Write out the entire listing below exactly, with the pictures left out.

*Pointing and labeling entries*:
——

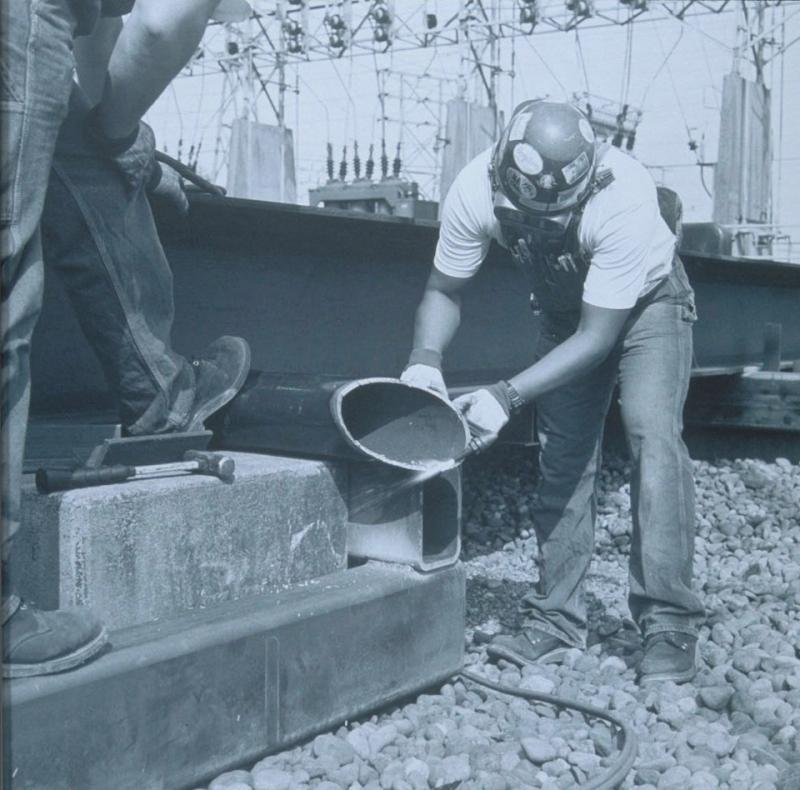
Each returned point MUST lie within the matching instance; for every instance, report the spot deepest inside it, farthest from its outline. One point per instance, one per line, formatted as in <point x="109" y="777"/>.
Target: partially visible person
<point x="119" y="281"/>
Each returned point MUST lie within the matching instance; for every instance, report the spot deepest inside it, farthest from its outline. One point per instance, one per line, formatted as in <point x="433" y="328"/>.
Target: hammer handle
<point x="48" y="480"/>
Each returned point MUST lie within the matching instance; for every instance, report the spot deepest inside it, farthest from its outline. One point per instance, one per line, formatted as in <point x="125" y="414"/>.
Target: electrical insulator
<point x="336" y="22"/>
<point x="292" y="28"/>
<point x="380" y="13"/>
<point x="384" y="160"/>
<point x="329" y="162"/>
<point x="580" y="7"/>
<point x="396" y="164"/>
<point x="370" y="168"/>
<point x="528" y="15"/>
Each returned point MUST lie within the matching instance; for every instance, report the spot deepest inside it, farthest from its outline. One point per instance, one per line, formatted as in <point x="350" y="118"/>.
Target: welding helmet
<point x="545" y="159"/>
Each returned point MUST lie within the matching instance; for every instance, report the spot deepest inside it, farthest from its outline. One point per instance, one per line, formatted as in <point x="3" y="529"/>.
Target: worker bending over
<point x="100" y="235"/>
<point x="582" y="220"/>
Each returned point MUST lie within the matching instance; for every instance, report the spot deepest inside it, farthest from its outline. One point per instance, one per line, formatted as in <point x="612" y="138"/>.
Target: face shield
<point x="518" y="224"/>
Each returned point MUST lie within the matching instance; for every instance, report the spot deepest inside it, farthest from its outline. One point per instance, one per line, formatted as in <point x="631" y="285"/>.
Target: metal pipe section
<point x="381" y="419"/>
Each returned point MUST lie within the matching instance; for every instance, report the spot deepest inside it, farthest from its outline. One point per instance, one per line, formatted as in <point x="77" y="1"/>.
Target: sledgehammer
<point x="194" y="461"/>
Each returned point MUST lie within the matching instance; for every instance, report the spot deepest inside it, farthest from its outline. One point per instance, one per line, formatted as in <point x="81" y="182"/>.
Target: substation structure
<point x="320" y="584"/>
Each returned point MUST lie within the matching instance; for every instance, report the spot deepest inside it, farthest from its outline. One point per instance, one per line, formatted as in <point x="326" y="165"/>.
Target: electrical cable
<point x="663" y="63"/>
<point x="626" y="738"/>
<point x="581" y="60"/>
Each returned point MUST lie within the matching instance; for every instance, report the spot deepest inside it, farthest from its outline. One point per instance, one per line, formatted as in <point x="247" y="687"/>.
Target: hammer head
<point x="221" y="466"/>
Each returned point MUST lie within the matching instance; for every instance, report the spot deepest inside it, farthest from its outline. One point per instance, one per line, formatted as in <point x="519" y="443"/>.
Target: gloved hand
<point x="169" y="187"/>
<point x="425" y="376"/>
<point x="424" y="369"/>
<point x="486" y="414"/>
<point x="135" y="158"/>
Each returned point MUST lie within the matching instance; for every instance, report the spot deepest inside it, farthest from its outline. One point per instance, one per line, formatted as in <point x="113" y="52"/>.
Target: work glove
<point x="486" y="412"/>
<point x="424" y="370"/>
<point x="169" y="187"/>
<point x="135" y="159"/>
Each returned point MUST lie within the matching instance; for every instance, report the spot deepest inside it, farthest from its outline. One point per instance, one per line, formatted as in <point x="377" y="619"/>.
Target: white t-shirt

——

*Exercise result*:
Each returned point MUST lie within the matching instance; for every instance, report the spot deepest inside it, farthest from its outline. One point per instance, one per line, formatted as in <point x="109" y="777"/>.
Target: partially visible person
<point x="119" y="281"/>
Each returned point MUST lie within the matching instance; for every instance, report the spot deepest inside it, farthest from its outline. One point per instance, one per line, formatted as in <point x="433" y="328"/>.
Target: hammer handle
<point x="48" y="480"/>
Each returned point MUST lie within the matching instance; for every instance, report the spot deepest inside it, farthest from its outline. One point per instance, one per line, formatted as in <point x="125" y="414"/>.
Target: electrical insulator
<point x="336" y="22"/>
<point x="292" y="28"/>
<point x="380" y="13"/>
<point x="384" y="160"/>
<point x="329" y="162"/>
<point x="580" y="7"/>
<point x="396" y="164"/>
<point x="370" y="168"/>
<point x="528" y="15"/>
Each returned point MUST lie within the matching instance; for every instance, report the spot deepest inside it, farthest from its outline. One point per instance, one per line, formatted as in <point x="350" y="118"/>.
Target: welding helmet
<point x="545" y="159"/>
Each returned point MUST lie within the matching instance; for every instance, report the spot deepest inside it, farthest from its outline. One point per instance, one per line, formatted as in <point x="3" y="529"/>.
Target: worker bending over
<point x="100" y="235"/>
<point x="582" y="220"/>
Each returned point MUST lie within the matching instance; for every instance, report the spot deepest inside it, farthest from its outline. One point per instance, one per line, formatted as in <point x="612" y="138"/>.
Target: face shield
<point x="518" y="224"/>
Each returned point MUST lie within the matching instance; for every instance, report the spot deepest inside it, farthest from its outline. One point per instance, one per line, formatted as in <point x="631" y="285"/>.
Target: metal pipe section
<point x="381" y="419"/>
Each returned point MUST lie within the matching instance; for every instance, report the spot deepest inside it, farthest from its outline. One point per instance, one per line, formatted as in <point x="77" y="1"/>.
Target: sledgehammer
<point x="194" y="461"/>
Each returned point MUST lie within the matching instance; for every instance, report the spot deepest inside it, farthest from its outline. One point per instance, one per line, formatted as in <point x="81" y="182"/>.
Target: substation structure
<point x="320" y="584"/>
Each returned point MUST lie within the matching instance; for every instance, report the spot deepest inside it, farthest from its outline. One point per instance, one per line, formatted as in <point x="326" y="165"/>.
Target: electrical cable
<point x="663" y="63"/>
<point x="626" y="738"/>
<point x="581" y="60"/>
Each returned point MUST lie within the matching instance; for every instance, report the spot deepest inside it, farthest from its outline. One point per instance, one per line, formatted as in <point x="247" y="687"/>.
Target: hammer head
<point x="221" y="466"/>
Each returned point MUST lie within the matching instance; for every instance, report the spot deepest inside it, farthest from its outline. One point per instance, one per line, formatted as in <point x="519" y="443"/>.
Target: gloved hand
<point x="169" y="187"/>
<point x="425" y="376"/>
<point x="424" y="369"/>
<point x="486" y="414"/>
<point x="135" y="158"/>
Each returned point MUST lie within the matching instance; for every instance, report the spot deepest inside it, farthest from its outline. One point per instance, one per line, formatted as in <point x="113" y="52"/>.
Target: work glove
<point x="486" y="412"/>
<point x="424" y="370"/>
<point x="169" y="187"/>
<point x="135" y="159"/>
Each returned point MUST lie within the matching instance; for every instance, report the spot deepest inside it, farthest from its outline. One point per instance, one per line, formatted as in <point x="377" y="619"/>.
Target: white t-shirt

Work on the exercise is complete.